Copy out the lines of each of the following records exactly as they appear.
[Task material — start]
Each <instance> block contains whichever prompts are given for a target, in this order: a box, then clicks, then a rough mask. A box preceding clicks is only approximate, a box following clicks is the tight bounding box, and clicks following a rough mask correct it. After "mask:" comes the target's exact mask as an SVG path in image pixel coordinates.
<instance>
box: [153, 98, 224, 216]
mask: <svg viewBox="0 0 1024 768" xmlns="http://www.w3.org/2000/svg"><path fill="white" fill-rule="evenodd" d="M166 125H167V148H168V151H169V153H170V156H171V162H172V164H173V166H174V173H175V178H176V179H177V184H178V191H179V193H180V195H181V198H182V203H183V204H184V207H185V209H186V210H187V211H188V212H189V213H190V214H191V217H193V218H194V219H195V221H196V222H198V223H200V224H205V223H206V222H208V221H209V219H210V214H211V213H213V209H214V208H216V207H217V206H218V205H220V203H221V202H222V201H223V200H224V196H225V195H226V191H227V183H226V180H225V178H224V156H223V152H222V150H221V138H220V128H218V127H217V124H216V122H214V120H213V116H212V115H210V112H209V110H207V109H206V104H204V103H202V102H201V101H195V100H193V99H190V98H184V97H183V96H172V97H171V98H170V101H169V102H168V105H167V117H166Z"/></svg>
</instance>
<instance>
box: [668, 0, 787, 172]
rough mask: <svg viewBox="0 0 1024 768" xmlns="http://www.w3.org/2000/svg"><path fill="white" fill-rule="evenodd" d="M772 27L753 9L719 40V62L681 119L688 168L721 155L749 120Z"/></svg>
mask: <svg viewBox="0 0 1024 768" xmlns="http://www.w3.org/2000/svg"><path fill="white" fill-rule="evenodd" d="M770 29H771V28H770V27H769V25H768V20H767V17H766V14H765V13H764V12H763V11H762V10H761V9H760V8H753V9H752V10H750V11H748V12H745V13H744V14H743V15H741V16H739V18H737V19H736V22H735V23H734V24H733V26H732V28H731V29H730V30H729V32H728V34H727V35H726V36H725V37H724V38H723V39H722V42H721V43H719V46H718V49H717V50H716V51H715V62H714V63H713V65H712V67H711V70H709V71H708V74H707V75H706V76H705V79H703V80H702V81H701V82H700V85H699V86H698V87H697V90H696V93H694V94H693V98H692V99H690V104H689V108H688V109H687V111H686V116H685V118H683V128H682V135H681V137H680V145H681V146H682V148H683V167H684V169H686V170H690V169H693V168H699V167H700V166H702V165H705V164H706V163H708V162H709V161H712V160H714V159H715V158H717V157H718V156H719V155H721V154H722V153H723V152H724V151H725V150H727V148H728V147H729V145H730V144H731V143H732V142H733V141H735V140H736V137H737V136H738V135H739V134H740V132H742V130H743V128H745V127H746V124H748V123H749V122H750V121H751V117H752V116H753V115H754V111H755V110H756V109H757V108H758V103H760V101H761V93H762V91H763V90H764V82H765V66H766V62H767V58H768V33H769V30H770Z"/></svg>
[Task material — finish]
Task result:
Each <instance> block contains whichever prompts are given for a target, in this order: a box, then clicks, then a rough mask. A box preceding clicks is only approximate, a box following clicks is the tight bounding box, and clicks following a rough mask correct it. After "mask:" comes the target's exact mask as an SVG path in image pixel coordinates.
<instance>
box: [153, 98, 224, 216]
mask: <svg viewBox="0 0 1024 768" xmlns="http://www.w3.org/2000/svg"><path fill="white" fill-rule="evenodd" d="M166 125H167V148H168V151H169V153H170V156H171V162H172V164H173V166H174V173H175V178H176V179H177V184H178V191H179V193H180V195H181V198H182V203H183V204H184V207H185V209H186V210H187V211H188V212H189V213H190V214H191V217H193V218H194V219H195V221H196V222H198V223H200V224H205V223H206V222H208V221H209V219H210V214H211V213H213V209H214V208H216V207H217V206H218V205H220V203H221V202H222V201H223V200H224V196H225V195H226V191H227V183H226V180H225V178H224V156H223V152H222V150H221V138H220V128H218V127H217V124H216V122H214V120H213V116H212V115H210V112H209V110H207V109H206V104H204V103H202V102H201V101H195V100H193V99H190V98H184V97H183V96H172V97H171V98H170V101H169V102H168V105H167V117H166Z"/></svg>
</instance>
<instance>
box: [668, 0, 787, 172]
rough mask: <svg viewBox="0 0 1024 768" xmlns="http://www.w3.org/2000/svg"><path fill="white" fill-rule="evenodd" d="M772 27L753 9L719 40V62L681 119L688 168L721 155L749 120Z"/></svg>
mask: <svg viewBox="0 0 1024 768" xmlns="http://www.w3.org/2000/svg"><path fill="white" fill-rule="evenodd" d="M770 29H771V28H770V27H769V25H768V20H767V17H766V14H765V13H764V12H763V11H762V10H761V9H760V8H753V9H752V10H750V11H748V12H745V13H744V14H743V15H741V16H739V18H737V19H736V22H735V23H734V24H733V26H732V28H731V29H730V30H729V32H728V34H727V35H726V36H725V37H724V38H723V39H722V42H721V43H719V46H718V49H717V50H716V51H715V62H714V63H713V65H712V67H711V70H709V71H708V74H707V75H706V76H705V79H703V80H702V81H701V82H700V85H699V86H698V87H697V90H696V93H694V94H693V98H692V99H690V104H689V108H688V109H687V111H686V116H685V118H683V128H682V135H681V137H680V145H681V146H682V148H683V167H684V169H686V170H690V169H693V168H699V167H700V166H702V165H705V164H706V163H708V162H709V161H712V160H714V159H715V158H717V157H718V156H719V155H721V154H722V153H723V152H724V151H725V150H727V148H728V147H729V145H730V144H731V143H732V142H733V141H735V140H736V137H737V136H738V135H739V134H740V132H742V130H743V128H745V127H746V124H748V123H749V122H750V121H751V117H752V116H753V115H754V111H755V110H756V109H757V108H758V103H760V101H761V93H762V91H763V90H764V82H765V66H766V62H767V58H768V33H769V30H770Z"/></svg>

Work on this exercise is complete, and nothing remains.